===== Working data

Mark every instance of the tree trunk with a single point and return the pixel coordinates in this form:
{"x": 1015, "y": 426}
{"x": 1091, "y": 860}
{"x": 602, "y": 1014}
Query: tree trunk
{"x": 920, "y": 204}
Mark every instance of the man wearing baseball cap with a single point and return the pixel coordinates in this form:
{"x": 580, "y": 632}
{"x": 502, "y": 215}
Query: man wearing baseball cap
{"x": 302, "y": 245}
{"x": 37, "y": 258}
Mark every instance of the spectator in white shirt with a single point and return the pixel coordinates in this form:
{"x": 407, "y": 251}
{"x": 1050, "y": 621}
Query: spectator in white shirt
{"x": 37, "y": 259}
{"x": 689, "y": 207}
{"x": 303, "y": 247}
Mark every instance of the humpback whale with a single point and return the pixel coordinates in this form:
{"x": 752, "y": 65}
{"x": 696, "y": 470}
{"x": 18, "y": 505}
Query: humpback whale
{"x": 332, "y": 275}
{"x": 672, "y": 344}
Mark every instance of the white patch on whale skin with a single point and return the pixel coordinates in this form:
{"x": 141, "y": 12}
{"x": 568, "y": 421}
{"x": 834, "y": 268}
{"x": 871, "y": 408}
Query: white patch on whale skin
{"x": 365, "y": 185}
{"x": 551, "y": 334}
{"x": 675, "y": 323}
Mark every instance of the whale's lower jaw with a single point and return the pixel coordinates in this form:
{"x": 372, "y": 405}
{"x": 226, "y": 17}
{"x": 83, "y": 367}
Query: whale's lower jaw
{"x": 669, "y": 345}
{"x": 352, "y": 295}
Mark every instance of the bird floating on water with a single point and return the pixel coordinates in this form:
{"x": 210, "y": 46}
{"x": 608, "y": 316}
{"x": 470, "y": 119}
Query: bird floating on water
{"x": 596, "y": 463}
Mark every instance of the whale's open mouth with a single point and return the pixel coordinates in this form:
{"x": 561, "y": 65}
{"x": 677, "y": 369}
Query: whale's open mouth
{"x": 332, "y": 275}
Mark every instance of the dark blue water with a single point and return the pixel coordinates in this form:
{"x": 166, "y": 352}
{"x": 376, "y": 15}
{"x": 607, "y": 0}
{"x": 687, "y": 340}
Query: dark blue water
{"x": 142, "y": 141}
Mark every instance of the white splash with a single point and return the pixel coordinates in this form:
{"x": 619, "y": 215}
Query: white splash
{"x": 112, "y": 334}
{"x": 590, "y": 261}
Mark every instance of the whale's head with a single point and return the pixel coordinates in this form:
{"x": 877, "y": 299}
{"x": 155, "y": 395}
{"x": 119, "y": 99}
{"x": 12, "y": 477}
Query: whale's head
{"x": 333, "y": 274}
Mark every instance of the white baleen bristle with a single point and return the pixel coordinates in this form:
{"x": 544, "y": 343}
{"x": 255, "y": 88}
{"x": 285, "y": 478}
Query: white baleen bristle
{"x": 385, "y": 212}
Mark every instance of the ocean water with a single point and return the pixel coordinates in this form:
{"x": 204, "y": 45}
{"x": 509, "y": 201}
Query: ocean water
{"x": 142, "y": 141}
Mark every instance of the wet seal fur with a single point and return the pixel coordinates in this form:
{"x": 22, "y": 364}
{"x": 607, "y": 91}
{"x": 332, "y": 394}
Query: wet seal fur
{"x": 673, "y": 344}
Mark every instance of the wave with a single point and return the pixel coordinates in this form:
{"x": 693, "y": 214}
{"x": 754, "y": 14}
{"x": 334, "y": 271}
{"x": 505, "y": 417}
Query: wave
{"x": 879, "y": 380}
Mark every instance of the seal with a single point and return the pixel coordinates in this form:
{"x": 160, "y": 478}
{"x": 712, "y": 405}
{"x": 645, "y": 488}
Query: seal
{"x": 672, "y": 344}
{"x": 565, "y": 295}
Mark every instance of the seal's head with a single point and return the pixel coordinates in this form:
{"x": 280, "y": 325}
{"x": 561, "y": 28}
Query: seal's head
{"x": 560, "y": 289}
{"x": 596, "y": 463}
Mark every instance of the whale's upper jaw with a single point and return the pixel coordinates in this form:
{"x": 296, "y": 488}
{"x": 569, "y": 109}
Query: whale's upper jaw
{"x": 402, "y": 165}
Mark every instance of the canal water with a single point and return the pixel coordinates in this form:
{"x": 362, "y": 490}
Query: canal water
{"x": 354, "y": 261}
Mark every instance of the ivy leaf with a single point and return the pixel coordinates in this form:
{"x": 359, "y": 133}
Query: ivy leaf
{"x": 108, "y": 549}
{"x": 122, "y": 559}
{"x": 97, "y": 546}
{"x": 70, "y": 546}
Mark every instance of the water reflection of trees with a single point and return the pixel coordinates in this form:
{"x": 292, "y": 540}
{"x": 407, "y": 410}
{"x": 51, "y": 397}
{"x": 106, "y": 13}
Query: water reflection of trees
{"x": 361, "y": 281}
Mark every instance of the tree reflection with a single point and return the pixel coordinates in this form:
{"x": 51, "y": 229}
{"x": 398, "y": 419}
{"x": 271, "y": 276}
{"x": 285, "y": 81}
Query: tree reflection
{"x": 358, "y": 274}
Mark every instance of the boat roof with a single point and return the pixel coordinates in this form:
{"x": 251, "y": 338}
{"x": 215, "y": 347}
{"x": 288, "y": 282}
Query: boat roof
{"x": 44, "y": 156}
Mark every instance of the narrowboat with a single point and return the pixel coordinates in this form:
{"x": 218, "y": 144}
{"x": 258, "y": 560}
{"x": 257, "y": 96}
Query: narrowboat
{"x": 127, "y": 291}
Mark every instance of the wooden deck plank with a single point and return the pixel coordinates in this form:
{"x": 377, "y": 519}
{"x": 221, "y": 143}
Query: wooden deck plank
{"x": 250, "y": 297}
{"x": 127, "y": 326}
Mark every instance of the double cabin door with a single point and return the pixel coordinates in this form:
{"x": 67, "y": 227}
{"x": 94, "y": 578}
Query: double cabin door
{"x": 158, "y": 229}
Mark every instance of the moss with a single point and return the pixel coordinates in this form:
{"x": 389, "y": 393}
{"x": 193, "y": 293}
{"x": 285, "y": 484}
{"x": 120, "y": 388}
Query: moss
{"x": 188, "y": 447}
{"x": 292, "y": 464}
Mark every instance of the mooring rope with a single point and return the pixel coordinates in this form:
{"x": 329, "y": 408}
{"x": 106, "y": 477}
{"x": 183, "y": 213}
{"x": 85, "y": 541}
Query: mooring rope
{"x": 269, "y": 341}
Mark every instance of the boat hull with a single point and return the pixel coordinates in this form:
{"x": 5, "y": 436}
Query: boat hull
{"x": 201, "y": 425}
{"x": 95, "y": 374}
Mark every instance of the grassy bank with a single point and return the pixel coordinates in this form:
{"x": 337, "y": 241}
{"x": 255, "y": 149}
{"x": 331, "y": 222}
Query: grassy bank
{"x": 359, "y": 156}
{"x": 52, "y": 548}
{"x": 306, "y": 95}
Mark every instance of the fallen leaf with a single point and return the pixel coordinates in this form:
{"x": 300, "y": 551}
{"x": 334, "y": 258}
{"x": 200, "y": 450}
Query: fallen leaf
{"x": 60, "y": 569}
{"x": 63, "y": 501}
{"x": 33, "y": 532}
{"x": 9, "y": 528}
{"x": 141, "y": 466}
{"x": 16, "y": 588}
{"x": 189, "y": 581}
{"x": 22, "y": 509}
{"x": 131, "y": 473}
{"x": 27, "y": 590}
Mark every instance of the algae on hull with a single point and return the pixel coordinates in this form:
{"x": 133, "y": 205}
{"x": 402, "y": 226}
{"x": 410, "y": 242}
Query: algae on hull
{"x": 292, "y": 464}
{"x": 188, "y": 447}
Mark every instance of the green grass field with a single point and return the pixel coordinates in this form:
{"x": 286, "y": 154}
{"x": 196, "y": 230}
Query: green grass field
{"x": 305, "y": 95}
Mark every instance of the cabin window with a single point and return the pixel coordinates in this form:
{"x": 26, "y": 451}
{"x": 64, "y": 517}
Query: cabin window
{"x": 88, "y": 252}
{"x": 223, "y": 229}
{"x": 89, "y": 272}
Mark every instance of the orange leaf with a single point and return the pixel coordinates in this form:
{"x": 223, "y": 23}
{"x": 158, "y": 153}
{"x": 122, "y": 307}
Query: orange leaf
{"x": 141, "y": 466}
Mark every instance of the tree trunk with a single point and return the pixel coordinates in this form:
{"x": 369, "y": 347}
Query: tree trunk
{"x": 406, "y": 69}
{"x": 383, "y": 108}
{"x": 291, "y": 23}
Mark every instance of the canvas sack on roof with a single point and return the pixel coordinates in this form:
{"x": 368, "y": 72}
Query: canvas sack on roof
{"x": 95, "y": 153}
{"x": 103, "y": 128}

==========

--- Work to be completed ---
Starting at the line that contains "Mark every instance of the cabin", retype each line through the end of the listing above and nothing else.

--- The solution ---
Mark every instance of the cabin window with a single point and return the pixel coordinates in this form:
{"x": 26, "y": 451}
{"x": 64, "y": 517}
Query: cabin window
{"x": 88, "y": 252}
{"x": 223, "y": 229}
{"x": 89, "y": 272}
Mark every instance of the orange leaf with a single point and return the pixel coordinates in this form:
{"x": 223, "y": 23}
{"x": 158, "y": 153}
{"x": 122, "y": 307}
Query: orange leaf
{"x": 141, "y": 466}
Mark every instance of the tree trunk with a single point and return the pixel coordinates in this form:
{"x": 369, "y": 347}
Query: tree trunk
{"x": 406, "y": 69}
{"x": 383, "y": 108}
{"x": 291, "y": 23}
Mark every instance of the canvas sack on roof with a single point and return the pixel coordinates in this form:
{"x": 368, "y": 72}
Query: canvas sack on roof
{"x": 95, "y": 153}
{"x": 103, "y": 128}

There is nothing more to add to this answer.